One such women-owned success story is the Sisters of Saint Louis Bautain Farm (SSLBF) in Ewulu, Delta State, Nigeria. Missio Invest issued the Sisters of St. Louis a $70,000 loan in December 2019 to fund expansion of their existing poultry, pork and cassava processing enterprises. In the ensuing months, the Sisters have proven their ability to weather a global crisis.
In late March 2020, the Nigerian government imposed COVID-19 lockdown measures restricting interstate movement of goods and limiting food importation. These regulations disrupted supply chains for foods such as fish, which could no longer be transported from seaports to inland states. To make the situation worse, Delta State was one of a number of state governments that imposed restrictions on local fishing activities and reduced hours for local markets. The result was a drop in supply so that fish, a staple food for many Nigerians, became prohibitively expensive for the large low-income population.

*Entries shown*
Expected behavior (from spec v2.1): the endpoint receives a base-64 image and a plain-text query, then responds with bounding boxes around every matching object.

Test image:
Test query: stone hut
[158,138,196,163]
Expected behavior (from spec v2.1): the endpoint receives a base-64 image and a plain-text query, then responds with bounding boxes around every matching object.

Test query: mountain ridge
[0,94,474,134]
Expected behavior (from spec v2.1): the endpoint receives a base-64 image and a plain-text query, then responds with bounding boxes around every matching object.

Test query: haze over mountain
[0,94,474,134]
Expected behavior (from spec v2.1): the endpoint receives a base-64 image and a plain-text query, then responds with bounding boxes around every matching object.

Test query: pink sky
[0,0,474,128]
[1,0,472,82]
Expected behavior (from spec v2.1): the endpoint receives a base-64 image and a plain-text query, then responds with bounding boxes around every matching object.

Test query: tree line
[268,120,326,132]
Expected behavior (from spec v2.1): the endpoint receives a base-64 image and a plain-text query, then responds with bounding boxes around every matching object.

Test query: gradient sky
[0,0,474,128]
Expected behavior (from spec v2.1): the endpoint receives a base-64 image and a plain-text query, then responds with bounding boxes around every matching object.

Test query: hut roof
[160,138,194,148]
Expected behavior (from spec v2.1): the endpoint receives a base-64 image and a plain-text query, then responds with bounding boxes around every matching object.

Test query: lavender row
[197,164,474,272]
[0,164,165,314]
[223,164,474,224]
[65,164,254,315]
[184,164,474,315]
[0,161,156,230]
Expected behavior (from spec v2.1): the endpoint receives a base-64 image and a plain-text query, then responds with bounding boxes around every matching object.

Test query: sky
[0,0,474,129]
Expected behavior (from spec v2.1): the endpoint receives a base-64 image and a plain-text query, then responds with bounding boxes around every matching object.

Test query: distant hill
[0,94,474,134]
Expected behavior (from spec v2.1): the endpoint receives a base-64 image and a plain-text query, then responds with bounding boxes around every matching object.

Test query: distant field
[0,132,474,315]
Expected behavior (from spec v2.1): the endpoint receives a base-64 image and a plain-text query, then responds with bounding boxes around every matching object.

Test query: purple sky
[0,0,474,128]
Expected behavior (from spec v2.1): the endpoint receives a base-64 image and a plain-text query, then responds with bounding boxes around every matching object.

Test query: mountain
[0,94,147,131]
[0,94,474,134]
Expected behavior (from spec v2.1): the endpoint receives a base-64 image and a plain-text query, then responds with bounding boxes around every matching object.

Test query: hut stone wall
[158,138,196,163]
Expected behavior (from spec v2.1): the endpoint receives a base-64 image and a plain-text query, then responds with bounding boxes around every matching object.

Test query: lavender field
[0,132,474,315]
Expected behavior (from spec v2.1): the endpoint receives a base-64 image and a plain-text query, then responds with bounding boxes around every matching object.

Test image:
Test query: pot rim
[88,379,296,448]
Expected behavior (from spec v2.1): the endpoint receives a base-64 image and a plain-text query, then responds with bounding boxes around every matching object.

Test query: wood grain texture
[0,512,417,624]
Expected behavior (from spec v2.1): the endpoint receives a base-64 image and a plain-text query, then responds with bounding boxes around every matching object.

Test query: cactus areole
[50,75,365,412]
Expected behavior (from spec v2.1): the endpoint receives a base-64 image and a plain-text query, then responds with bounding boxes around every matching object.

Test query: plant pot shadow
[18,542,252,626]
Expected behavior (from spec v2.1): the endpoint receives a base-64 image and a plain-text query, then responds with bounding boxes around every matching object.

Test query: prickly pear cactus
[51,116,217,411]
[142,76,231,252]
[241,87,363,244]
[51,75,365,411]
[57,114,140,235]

...

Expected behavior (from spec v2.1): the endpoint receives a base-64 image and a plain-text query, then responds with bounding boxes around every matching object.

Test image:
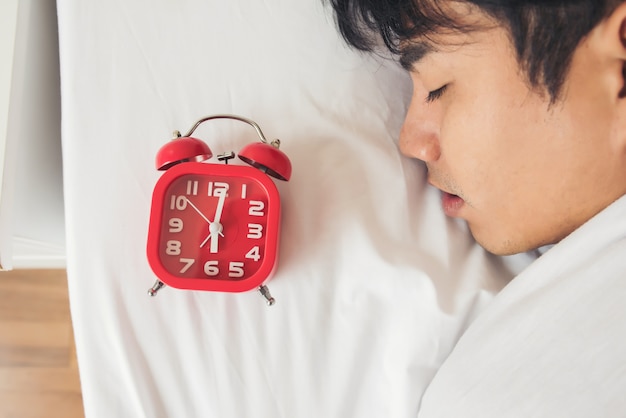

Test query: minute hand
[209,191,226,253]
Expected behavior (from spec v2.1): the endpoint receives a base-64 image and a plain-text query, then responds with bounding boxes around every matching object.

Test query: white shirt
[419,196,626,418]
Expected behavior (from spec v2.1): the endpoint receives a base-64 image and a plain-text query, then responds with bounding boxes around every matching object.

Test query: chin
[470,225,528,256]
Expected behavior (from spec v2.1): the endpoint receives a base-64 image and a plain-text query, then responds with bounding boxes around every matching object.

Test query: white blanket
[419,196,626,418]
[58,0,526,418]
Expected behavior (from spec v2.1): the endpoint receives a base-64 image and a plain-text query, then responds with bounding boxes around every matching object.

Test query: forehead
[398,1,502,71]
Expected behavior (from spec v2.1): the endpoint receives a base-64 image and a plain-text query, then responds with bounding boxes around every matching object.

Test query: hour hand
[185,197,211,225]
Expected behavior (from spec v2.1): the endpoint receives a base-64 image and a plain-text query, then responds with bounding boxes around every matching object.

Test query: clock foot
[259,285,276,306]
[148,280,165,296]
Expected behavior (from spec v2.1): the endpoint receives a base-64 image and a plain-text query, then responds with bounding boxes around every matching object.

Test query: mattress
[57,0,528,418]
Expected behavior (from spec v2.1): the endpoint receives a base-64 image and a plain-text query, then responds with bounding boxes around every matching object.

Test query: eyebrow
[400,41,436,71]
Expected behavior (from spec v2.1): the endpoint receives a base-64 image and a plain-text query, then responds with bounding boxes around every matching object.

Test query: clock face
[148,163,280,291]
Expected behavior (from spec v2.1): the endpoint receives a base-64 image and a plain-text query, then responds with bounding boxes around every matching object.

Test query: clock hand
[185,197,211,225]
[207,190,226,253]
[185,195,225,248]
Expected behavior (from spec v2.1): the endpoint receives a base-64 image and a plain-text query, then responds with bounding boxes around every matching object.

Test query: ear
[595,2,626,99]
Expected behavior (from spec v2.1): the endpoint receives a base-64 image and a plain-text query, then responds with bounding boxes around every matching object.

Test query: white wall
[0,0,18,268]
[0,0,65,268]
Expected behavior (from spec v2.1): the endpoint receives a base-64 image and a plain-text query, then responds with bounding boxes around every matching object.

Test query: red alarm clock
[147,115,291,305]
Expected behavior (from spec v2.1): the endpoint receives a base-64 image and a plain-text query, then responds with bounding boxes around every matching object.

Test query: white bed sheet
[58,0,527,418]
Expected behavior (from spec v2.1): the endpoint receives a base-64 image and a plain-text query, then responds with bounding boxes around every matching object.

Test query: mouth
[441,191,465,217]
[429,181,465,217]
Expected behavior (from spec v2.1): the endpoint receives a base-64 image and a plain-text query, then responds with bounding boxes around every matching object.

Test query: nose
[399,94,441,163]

* * *

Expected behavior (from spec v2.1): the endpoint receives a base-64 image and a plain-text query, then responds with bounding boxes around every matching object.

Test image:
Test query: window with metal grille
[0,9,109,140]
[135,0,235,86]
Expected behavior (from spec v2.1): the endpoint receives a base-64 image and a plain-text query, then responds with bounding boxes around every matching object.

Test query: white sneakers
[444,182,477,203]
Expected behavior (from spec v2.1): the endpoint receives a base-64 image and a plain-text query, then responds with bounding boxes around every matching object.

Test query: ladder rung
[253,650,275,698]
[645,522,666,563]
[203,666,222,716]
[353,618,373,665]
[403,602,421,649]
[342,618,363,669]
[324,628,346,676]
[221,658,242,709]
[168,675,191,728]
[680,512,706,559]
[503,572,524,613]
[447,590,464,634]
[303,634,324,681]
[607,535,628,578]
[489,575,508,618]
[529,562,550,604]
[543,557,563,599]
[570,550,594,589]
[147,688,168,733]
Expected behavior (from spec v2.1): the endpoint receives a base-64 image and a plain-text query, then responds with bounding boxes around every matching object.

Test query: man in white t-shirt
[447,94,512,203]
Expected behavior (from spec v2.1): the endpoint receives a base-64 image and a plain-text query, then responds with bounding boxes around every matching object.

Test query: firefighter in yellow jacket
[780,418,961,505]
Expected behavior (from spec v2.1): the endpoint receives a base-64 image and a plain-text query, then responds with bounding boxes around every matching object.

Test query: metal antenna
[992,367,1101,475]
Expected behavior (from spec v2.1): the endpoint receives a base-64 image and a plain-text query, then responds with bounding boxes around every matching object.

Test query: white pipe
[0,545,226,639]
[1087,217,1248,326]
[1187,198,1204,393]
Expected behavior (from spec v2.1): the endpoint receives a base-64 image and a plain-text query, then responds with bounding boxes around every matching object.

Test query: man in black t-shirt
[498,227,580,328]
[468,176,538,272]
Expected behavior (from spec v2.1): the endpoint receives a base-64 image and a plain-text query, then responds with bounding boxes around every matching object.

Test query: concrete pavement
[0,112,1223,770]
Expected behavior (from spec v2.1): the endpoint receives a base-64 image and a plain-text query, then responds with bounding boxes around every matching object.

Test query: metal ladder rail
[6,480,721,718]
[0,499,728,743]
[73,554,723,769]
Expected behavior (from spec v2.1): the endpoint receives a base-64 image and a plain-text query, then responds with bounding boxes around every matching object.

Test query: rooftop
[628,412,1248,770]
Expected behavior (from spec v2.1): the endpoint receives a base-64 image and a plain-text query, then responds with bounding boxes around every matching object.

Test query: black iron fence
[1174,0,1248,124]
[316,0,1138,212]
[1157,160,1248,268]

*Problem requirements*
Continue the passage about the Sisters of Saint Louis Bautain Farm in Nigeria, picking up after its last sentence.

*Task output*
Sister Catherine Adelegan, director of Louis Bautain Farm, had an idea for a solution. Louis-Bautain Farm is a multi-enterprise agribusiness, operating a poultry unit with over 1,000 chickens, a five-acre cassava plantation and processing unit, and a piggery with over 500 pigs. Having sourced a sufficient supply of pig and chicken meal locally before the pandemic, Sister Catherine slaughtered and sold her pigs ahead of schedule, saving the most vulnerable members of her community from hunger. The result was a win-win-win: community members had access to affordable protein, Louis Bautain Farm had income to support the congregation’s five health facilities, and Sister Catherine had enough surplus income to pay interest on her Missio Invest loan ahead of schedule. Wisely anticipating the potential for future currency fluctuations, she even chose to pay more than the amount due, resulting in a pre-payment of principal.
The Sisters have developed close ties with the surrounding community. Recently, when they visited the local Obi (ruler) of Ewulu Land and his Council to tell them they had food staples to distribute to the neediest, the Obi expressed his gratitude for the Sisters’ long history of assisting his people and vowed that he would continue to support them and to ensure their safety.
- Integration with local communities, which serve as customer bases and sources of labor in any economic cycle.
- Presence of resilient markets for produce through the global network of Church-operated schools, health facilities, and other social institutions.
- Diversification across several revenue-generating enterprises, which creates a cushion in the event of market disruptions to any one sector.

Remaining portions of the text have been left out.